▶ _What is asked_
Extract the line that contains "Expected: one point per instance of the white sheet" and every line after it to the end of the records below, exactly as written and nothing else.

Start Supplied data

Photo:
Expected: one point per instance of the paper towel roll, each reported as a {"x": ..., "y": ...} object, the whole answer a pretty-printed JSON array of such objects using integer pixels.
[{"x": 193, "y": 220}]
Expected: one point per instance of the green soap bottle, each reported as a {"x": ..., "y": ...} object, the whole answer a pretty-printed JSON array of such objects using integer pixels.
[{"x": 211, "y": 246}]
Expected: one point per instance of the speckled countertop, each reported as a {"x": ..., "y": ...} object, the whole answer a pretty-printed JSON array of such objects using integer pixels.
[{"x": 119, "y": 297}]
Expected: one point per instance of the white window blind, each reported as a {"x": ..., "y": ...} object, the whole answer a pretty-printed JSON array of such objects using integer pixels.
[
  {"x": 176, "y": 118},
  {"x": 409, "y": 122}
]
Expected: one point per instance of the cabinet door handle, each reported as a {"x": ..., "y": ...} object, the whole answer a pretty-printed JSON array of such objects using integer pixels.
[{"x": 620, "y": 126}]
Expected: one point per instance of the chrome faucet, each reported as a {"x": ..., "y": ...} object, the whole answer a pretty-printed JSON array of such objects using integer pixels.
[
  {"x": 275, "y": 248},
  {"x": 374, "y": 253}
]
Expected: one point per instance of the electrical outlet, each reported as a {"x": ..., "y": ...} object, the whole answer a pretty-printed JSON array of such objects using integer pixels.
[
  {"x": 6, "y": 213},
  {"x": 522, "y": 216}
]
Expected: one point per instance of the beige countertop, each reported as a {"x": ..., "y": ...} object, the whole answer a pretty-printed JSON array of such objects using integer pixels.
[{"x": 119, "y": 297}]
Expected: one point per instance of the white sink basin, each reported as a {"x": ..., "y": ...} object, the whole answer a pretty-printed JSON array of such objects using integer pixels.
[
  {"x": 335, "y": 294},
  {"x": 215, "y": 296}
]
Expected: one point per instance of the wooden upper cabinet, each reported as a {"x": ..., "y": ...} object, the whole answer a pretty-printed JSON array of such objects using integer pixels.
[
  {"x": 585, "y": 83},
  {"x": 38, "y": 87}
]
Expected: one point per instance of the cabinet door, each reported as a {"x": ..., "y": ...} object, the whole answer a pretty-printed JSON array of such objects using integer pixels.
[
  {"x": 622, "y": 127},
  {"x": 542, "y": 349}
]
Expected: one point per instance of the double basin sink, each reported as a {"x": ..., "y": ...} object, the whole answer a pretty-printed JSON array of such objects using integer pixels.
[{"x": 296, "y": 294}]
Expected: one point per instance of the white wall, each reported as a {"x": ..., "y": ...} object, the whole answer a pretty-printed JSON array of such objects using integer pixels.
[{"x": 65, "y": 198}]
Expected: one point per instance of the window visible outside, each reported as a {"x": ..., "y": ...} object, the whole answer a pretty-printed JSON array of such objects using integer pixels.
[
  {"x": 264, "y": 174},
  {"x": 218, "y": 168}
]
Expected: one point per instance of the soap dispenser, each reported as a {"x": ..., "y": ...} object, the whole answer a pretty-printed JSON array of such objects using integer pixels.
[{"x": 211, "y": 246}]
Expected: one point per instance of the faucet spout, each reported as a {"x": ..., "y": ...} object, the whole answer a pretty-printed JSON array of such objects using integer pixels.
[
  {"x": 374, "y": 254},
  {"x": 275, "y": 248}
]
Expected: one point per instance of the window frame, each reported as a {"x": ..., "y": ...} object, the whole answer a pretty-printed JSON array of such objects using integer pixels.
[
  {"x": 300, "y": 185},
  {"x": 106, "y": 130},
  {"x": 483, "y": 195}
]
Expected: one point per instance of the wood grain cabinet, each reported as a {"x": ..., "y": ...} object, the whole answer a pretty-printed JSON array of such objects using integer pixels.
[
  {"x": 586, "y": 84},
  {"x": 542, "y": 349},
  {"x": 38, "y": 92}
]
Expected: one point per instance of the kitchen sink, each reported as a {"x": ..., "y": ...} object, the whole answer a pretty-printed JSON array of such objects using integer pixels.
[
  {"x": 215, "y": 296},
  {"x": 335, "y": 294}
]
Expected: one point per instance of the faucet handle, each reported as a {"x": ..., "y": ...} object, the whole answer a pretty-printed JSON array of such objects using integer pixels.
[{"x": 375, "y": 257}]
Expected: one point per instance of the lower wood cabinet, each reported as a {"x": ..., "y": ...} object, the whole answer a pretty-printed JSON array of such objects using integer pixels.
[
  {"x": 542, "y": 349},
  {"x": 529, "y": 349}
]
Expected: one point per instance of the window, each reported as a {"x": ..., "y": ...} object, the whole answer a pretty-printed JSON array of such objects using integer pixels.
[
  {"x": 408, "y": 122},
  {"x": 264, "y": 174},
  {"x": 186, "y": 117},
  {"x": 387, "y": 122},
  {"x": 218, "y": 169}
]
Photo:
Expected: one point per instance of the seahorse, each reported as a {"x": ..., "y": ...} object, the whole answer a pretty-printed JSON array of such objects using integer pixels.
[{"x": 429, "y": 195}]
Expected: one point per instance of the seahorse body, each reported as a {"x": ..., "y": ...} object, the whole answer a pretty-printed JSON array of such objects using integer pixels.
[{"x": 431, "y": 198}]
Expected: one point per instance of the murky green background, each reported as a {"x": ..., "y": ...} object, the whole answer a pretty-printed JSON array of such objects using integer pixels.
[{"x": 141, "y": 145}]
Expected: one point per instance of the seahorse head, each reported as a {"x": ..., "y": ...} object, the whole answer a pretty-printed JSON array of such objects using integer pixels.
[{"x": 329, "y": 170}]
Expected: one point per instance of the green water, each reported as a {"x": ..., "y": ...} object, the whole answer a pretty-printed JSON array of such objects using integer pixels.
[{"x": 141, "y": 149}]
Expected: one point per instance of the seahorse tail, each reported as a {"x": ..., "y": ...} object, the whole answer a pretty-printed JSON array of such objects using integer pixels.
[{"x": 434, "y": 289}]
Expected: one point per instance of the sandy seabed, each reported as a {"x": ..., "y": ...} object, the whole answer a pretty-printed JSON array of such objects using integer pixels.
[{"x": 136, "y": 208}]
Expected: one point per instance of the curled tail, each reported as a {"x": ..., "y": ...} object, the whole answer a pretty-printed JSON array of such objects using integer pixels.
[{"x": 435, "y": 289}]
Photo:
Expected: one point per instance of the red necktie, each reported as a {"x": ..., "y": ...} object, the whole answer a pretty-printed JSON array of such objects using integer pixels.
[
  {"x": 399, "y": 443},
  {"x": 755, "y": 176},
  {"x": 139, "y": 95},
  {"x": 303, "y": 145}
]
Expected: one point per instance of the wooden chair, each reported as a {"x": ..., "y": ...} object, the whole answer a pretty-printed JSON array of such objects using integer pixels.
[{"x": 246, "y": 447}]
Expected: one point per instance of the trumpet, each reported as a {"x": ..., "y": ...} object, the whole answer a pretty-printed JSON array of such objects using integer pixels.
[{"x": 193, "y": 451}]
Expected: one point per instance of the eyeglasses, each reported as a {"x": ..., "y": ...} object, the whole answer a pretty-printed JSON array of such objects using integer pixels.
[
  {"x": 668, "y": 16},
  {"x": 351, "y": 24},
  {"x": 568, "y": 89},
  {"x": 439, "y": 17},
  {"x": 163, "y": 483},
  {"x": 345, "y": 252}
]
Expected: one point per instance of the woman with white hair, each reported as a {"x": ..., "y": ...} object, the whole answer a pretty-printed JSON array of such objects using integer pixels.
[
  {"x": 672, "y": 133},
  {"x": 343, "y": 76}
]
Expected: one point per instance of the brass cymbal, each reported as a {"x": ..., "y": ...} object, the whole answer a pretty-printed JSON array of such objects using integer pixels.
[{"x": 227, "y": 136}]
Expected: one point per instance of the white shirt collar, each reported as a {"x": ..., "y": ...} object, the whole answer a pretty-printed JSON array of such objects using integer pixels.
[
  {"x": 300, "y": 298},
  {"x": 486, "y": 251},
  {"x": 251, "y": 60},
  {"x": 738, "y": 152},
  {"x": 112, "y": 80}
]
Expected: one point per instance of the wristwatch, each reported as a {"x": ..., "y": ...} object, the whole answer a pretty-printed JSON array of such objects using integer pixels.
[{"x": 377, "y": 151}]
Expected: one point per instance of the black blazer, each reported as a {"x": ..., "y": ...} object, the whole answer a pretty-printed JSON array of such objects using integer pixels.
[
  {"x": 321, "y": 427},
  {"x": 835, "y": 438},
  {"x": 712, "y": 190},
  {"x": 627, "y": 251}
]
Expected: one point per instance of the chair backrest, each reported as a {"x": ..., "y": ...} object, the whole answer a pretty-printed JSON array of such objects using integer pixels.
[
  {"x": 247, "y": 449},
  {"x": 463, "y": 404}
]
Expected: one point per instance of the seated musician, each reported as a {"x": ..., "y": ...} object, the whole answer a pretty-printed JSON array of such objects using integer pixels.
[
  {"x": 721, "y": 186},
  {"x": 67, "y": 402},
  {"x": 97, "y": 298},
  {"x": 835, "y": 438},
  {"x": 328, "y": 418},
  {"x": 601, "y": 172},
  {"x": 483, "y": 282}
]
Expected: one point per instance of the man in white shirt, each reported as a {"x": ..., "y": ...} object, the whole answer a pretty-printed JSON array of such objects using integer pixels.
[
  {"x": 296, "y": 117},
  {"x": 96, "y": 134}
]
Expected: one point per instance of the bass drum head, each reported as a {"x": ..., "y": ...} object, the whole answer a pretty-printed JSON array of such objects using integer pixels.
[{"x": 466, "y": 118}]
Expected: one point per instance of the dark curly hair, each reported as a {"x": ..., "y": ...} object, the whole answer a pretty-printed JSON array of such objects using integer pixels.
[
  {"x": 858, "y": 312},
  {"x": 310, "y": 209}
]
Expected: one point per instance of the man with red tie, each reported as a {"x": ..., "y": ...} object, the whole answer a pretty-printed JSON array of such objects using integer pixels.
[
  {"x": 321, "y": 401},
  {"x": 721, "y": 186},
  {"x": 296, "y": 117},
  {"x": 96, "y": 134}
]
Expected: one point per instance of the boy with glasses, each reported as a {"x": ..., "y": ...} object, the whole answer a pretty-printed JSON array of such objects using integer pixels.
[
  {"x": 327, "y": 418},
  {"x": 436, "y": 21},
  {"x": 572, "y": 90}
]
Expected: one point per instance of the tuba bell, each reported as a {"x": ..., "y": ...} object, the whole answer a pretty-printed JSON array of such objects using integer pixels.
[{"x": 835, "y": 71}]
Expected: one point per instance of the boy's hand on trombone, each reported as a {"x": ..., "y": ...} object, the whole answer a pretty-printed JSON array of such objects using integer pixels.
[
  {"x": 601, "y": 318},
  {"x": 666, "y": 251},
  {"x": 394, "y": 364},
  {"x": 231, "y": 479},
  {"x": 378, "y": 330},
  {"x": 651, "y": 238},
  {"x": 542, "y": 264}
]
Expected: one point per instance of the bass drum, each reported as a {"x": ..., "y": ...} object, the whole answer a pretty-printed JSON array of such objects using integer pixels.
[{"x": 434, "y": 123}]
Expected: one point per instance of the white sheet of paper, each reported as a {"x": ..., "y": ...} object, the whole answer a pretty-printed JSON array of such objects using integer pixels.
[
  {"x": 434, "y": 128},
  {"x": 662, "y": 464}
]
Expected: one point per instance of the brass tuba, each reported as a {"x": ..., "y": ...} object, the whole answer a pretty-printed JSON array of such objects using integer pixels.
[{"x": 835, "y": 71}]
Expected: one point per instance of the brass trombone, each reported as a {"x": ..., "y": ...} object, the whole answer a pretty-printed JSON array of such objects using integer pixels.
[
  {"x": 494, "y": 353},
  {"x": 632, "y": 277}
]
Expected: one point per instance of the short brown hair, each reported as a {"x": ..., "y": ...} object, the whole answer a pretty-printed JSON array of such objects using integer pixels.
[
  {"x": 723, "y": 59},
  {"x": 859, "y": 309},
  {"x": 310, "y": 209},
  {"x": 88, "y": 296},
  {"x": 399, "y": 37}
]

End Supplied data

▶ _Expected answer_
Expected: one point per instance of the white sheet of paper, each reported as a {"x": ..., "y": ...} object, the whole answer a pretty-printed JSON array of such objects using integer pixels.
[
  {"x": 434, "y": 128},
  {"x": 662, "y": 464}
]
Expected: one point per instance of the brass tuba, each reported as a {"x": ..., "y": ...} object, the whole answer a pretty-printed JSON array of such objects using integer pixels.
[{"x": 835, "y": 71}]
Expected: one point per instance of the brass trombone, each reported as a {"x": ..., "y": ...} object, the whole answer a pretty-printed JSON array of such objects using integer pixels.
[
  {"x": 494, "y": 353},
  {"x": 632, "y": 277}
]
Expected: one point per instance of the short brown hair, each reported as a {"x": ..., "y": ...} object, the whole answer a pretty-printed JSON array of such objects using integer pixels.
[
  {"x": 723, "y": 59},
  {"x": 859, "y": 309},
  {"x": 310, "y": 209},
  {"x": 88, "y": 296},
  {"x": 399, "y": 37}
]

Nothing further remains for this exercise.